# TEKSTFRAGMENT
----------------------------------------

Noordoost 10
13 augustus
dag 10 - Oderberg-Ueckermünde - 160 km |
Ik ben blij Die Grüne Aue te verlaten: het is geen
sympathiek hotel en waaraan ligt dat dan precies?
Ik fiets langs
de Parsteiner See tot in Angermunde, waar ik een koffie drink met een gebakje.
Ik krijg steeds sneller na het ontbijt opnieuw honger – 't is dat ik in mijn
reserves aan het tasten ben, vermoed ik. Vandaag doe ik Stettin aan, het wordt
dus nog een zware dag want ik zal daar pas om een uur of drie zijn en dan moet
ik Polen weer uit want ik heb geen zin om daar te overnachten. Stettin heet,
overigens, in het Pools Szczecin.
De ochtendrit
voert mij via Passow tot in Schönow. Pools klinkende namen: de grens, waar ik
nu al een paar dagen tegenaan rijd, is hier een door de geschiedenis
herhaaldelijk heen en weer geschoven pennetrek op de kaart. Nu is hij in de
Oder en de Neiße blijven steken. Alleen hier niet, want de voormalige Duitse
Hanzestad Stettin is dus, samen met een stuk linkeroever, Sczcecin geworden. Ik
denk in Schönow bij het dichtgetimmerde stationnetje een mooie picknickplaats te
hebben gevonden, maar dat is buiten de bijen gerekend die nieuwsgierig zijn
naar wat ik tussen mijn boterhammen leg. (Het is nochtans altijd hetzelfde:
kaas met een tomaat, worst, chocolade.) Eerst komt er eentje kijken, dan zijn
het er twee – en al vrij vlug sta ik daar al als een gek in coureurskloffie te
springen en wild om me heen te slaan. Gekke indruk moet dat maken op de twee
autobestuurders die passeren. Ik kras meteen op en onderneem een tweede
picknickpoging in het volgende dorp, Blumberg. Daar luiden net de klokken, een
beetje ongewoon voor een zaterdag half twaalf. Ik vraag aan het oude koppel dat
buiten op het terras van zijn eenvoudige woning zit te paffen wat er aan de
hand is. Het is een begrafenis. Als dat maar niet omineus wordt! Ze vullen nog mijn
fles met kraantjeswater en ik neem voor altijd afscheid van deze twee mensen.

----------------------------------------

# RECORDFRAGMENTEN
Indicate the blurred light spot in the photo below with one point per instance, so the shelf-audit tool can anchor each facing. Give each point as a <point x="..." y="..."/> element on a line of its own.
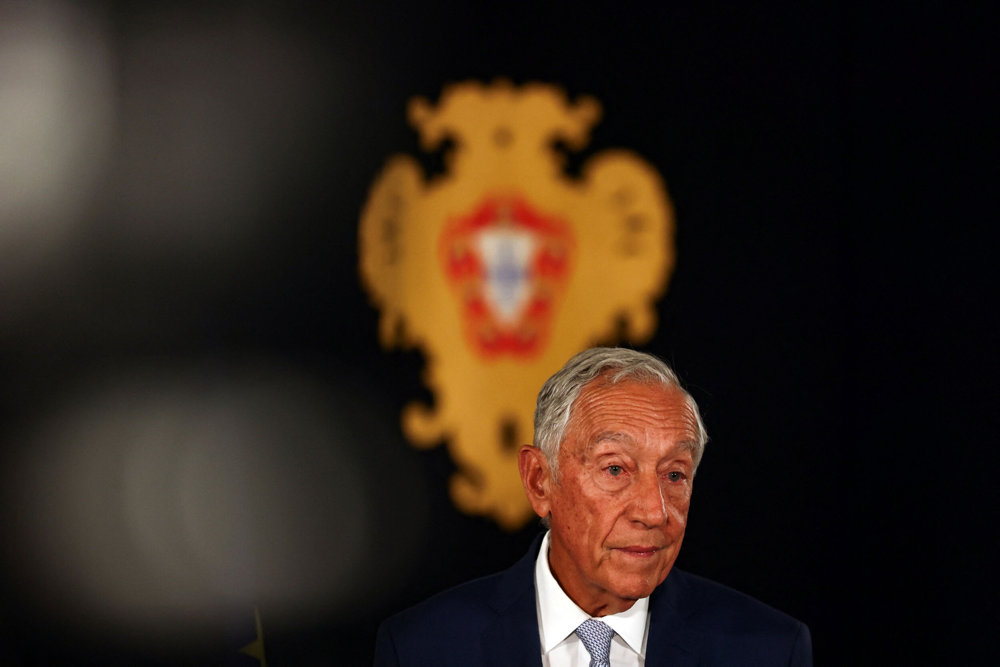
<point x="160" y="500"/>
<point x="56" y="121"/>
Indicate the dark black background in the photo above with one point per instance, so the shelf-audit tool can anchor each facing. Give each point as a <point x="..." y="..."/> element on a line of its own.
<point x="833" y="307"/>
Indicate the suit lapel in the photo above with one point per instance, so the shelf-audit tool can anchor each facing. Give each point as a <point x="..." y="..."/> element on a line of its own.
<point x="512" y="639"/>
<point x="671" y="640"/>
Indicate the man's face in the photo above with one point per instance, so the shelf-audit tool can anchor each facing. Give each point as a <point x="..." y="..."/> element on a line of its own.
<point x="620" y="501"/>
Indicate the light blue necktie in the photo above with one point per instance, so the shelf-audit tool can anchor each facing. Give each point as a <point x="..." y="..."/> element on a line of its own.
<point x="596" y="636"/>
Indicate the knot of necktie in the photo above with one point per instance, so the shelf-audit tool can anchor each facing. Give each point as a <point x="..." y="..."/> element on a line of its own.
<point x="596" y="637"/>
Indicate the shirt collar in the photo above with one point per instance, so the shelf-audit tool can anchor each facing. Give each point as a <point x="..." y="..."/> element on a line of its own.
<point x="559" y="616"/>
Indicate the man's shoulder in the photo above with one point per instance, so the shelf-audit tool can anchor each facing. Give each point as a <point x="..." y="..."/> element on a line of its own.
<point x="703" y="601"/>
<point x="454" y="627"/>
<point x="464" y="601"/>
<point x="725" y="626"/>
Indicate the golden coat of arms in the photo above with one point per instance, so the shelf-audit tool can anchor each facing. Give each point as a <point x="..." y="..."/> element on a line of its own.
<point x="503" y="267"/>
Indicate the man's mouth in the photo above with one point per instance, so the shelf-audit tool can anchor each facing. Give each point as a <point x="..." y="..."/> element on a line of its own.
<point x="639" y="551"/>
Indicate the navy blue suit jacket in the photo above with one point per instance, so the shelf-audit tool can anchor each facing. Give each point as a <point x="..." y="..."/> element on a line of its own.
<point x="492" y="621"/>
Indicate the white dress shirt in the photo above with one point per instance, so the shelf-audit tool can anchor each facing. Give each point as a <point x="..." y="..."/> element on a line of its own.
<point x="559" y="617"/>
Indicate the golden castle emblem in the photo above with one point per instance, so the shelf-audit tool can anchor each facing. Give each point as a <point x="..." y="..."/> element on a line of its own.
<point x="503" y="267"/>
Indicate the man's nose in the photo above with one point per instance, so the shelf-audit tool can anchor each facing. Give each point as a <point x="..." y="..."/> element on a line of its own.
<point x="649" y="506"/>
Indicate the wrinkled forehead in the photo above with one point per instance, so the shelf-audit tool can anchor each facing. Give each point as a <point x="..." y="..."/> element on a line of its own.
<point x="665" y="405"/>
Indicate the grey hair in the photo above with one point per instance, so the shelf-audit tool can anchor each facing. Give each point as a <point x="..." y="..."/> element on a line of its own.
<point x="614" y="364"/>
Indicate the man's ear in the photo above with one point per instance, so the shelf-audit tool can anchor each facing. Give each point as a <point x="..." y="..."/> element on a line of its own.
<point x="536" y="478"/>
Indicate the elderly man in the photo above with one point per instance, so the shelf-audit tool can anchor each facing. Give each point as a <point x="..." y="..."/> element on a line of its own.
<point x="617" y="443"/>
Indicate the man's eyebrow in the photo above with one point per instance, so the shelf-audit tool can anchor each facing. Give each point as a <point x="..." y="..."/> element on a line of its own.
<point x="613" y="436"/>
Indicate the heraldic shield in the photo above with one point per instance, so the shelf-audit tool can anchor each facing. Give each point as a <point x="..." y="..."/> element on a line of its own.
<point x="504" y="266"/>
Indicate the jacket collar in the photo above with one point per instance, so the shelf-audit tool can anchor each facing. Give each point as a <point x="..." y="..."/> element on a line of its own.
<point x="512" y="639"/>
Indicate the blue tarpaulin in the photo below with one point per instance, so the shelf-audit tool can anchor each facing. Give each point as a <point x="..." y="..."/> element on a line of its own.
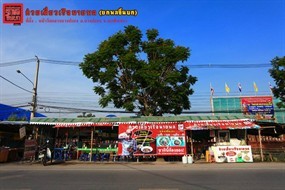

----------------------------------------

Zet het fietsdagboek over de rit van Oderberg naar Ueckermünde voort na de laatste zin.

Welk leven hebben zij gehad?, ik zal het nooit weten.
Onderweg,
boven een van de meertjes waar ik langs rijd, jaagt een visarend. Ik realiseer
me dat ik er al een paar gezien heb. In deze streek laten minder vogels zich
zien. Veel spreeuwen, dat wel. En boerenzwaluwen. Gisteren zag ik vier
ooievaars achter een tractor die op een omgeploegde akker mest aan het
injecteren was.
Ik stop nog
voor een koffie in Penkun en rijd dan in één ruk door naar Stettin. Het eerste
stuk, tot aan de grens in Linken, valt mee omdat ik veel rugwind heb. Maar dan
begint de miserie. De Polen leggen hun fietspaden enkel pro forma op aan de fietsers.
Eigenlijk gaat het om voetpaden, die je dan bij elke kruising of oprit van een
huis op en af moet – je moet al een halve cyclocrosser zijn om overeind te
blijven. Neen, dit is nóg erger dan de fietspaden bij ons – en dat wil toch al
wel iets zeggen.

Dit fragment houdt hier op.